══ Source document ══

Men, especially Black men, often stand in as the ultimate symbol of the mass incarceration crisis in the United States. Women are treated as marginal, if not overlooked altogether, in histories of the criminal legal system. In The Streets Belong to Us —a searing history of women and police in the modern United States—Anne Gray Fischer narrates how sexual policing fueled a dramatic expansion of police power. The enormous discretionary power that police officers wield to surveil, target, and arrest anyone they deem suspicious was tested, legitimized, and legalized through the policing of women's sexuality and their right to move freely through city streets.

═══
══ Records supplied ══

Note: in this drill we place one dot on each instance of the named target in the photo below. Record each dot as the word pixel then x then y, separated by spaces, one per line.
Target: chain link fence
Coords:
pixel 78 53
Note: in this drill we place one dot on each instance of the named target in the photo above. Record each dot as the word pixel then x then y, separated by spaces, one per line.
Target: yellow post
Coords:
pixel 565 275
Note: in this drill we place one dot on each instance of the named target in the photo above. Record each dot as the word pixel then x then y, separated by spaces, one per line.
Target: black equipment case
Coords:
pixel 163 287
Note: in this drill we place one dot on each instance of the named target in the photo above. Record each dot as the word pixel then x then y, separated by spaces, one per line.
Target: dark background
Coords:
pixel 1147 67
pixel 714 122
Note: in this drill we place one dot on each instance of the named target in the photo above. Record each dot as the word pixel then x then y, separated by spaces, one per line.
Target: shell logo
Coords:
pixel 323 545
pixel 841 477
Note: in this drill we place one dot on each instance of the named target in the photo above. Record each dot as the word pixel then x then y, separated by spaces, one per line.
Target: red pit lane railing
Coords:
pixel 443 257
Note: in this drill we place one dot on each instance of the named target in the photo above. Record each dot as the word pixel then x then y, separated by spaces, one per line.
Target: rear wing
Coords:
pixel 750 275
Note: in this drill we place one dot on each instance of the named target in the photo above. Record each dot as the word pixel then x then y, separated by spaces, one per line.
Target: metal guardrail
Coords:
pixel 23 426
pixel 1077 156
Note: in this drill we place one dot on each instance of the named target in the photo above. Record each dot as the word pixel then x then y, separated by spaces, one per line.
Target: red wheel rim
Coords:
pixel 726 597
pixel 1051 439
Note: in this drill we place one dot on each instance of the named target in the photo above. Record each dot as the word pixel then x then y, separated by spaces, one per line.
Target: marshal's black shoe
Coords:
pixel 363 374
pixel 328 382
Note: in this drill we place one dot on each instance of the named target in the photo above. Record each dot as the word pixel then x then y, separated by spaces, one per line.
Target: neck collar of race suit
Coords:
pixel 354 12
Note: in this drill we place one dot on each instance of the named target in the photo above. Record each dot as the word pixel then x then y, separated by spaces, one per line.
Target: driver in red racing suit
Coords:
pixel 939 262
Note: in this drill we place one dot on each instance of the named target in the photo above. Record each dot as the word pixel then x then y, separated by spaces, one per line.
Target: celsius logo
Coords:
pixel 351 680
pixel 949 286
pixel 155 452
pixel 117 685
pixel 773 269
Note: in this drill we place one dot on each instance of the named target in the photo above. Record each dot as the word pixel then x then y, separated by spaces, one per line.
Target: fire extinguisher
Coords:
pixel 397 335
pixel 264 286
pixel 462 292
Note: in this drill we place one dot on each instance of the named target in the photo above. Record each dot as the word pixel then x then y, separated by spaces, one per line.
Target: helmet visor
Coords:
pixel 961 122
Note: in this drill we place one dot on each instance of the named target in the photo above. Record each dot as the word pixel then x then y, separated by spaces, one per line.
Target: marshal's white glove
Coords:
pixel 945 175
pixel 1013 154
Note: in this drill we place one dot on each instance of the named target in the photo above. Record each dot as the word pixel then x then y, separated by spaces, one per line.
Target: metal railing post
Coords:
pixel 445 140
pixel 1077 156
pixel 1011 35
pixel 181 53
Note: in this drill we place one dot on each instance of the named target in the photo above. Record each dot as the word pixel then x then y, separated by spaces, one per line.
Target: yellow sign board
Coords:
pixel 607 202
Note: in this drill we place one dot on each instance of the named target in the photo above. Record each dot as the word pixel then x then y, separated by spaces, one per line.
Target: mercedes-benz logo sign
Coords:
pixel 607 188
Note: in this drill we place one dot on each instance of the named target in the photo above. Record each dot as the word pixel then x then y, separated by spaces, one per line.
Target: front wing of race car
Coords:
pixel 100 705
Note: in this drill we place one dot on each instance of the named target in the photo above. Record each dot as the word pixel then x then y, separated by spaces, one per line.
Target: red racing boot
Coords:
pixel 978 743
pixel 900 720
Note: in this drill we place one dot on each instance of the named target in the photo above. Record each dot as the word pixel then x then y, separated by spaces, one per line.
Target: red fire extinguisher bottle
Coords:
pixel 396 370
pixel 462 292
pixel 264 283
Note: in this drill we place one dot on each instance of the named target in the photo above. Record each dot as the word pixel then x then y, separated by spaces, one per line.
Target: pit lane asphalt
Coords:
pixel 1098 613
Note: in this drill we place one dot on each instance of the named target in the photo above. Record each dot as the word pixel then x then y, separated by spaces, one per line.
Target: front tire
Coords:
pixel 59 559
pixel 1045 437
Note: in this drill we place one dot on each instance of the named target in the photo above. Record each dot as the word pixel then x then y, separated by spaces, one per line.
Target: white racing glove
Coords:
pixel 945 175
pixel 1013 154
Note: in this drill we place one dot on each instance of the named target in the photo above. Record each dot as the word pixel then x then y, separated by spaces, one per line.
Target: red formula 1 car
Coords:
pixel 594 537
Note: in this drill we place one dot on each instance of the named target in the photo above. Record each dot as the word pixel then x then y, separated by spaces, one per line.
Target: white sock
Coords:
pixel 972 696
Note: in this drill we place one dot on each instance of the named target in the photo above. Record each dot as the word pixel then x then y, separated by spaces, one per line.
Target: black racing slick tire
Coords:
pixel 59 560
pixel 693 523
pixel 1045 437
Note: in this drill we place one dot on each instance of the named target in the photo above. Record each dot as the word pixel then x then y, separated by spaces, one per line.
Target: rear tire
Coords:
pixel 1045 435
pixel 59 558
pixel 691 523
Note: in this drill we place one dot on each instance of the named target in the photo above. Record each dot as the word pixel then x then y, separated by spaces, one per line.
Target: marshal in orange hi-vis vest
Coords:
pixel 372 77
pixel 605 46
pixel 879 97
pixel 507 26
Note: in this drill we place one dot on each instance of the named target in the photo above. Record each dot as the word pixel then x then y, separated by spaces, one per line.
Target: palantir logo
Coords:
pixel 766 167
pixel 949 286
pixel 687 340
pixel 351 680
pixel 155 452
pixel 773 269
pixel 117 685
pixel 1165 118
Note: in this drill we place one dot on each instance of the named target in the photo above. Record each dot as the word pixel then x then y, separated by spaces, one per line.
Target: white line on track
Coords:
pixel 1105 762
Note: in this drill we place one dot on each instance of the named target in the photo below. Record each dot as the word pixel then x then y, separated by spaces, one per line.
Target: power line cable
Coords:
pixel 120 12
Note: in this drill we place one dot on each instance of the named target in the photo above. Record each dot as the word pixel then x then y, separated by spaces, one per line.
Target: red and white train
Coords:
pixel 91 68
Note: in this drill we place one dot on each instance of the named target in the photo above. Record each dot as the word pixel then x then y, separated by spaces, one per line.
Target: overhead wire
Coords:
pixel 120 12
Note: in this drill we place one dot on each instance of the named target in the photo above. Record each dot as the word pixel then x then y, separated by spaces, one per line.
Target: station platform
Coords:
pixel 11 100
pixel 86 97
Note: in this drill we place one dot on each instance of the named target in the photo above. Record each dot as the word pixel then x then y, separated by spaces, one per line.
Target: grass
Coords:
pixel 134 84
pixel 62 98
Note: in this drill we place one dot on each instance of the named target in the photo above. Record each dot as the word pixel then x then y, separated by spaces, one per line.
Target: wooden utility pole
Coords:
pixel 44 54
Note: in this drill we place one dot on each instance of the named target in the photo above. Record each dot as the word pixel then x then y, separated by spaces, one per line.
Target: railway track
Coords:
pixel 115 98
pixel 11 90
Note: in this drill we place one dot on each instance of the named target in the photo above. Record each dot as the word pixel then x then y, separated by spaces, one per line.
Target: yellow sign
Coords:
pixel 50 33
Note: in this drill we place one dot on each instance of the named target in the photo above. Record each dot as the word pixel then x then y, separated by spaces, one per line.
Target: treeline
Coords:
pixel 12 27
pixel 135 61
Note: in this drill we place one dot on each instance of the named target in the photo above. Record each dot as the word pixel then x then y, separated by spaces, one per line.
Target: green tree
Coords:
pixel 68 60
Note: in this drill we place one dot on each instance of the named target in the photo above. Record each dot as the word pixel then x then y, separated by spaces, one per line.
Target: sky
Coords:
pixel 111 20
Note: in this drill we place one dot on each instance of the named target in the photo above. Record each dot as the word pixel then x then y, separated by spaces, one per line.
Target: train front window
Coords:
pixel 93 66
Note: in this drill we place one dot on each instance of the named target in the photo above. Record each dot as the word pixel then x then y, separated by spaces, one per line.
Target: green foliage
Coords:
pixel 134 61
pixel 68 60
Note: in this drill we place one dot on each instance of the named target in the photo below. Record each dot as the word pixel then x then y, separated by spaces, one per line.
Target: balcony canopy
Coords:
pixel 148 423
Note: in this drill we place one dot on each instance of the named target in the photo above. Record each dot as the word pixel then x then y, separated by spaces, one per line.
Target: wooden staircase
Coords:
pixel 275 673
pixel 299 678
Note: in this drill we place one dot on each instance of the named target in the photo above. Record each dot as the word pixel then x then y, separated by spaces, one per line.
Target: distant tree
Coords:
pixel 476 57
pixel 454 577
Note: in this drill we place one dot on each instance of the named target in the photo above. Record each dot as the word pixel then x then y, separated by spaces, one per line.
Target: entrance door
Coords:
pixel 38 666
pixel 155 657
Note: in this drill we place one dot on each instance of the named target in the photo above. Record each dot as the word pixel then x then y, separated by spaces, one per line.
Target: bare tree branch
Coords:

═══

> Stated problem 1
Write out word for word the part of the passage on women and policing that starts with "Men, especially Black" and goes on through "through city streets.".
> Stated problem 2
In the passage on women and policing, which actions does the final sentence say police officers have discretionary power to carry out against anyone they deem suspicious? List every one.
> Stated problem 3
Summarize the passage on women and policing in two sentences.

> Written reply 1
Men, especially Black men, often stand in as the ultimate symbol of the mass incarceration crisis in the United States. Women are treated as marginal, if not overlooked altogether, in histories of the criminal legal system. In The Streets Belong to Us —a searing history of women and police in the modern United States—Anne Gray Fischer narrates how sexual policing fueled a dramatic expansion of police power. The enormous discretionary power that police officers wield to surveil, target, and arrest anyone they deem suspicious was tested, legitimized, and legalized through the policing of women's sexuality and their right to move freely through city streets.

> Written reply 2
- Surveil
- Target
- Arrest

> Written reply 3
Although men, especially Black men, often symbolize the U.S. mass incarceration crisis while women are marginalized or overlooked in histories of the criminal legal system, Anne Gray Fischer's The Streets Belong to Us narrates how the sexual policing of women fueled a dramatic expansion of police power. Police officers' enormous discretionary power to surveil, target, and arrest anyone they deem suspicious was tested, legitimized, and legalized through the policing of women's sexuality and their right to move freely through city streets.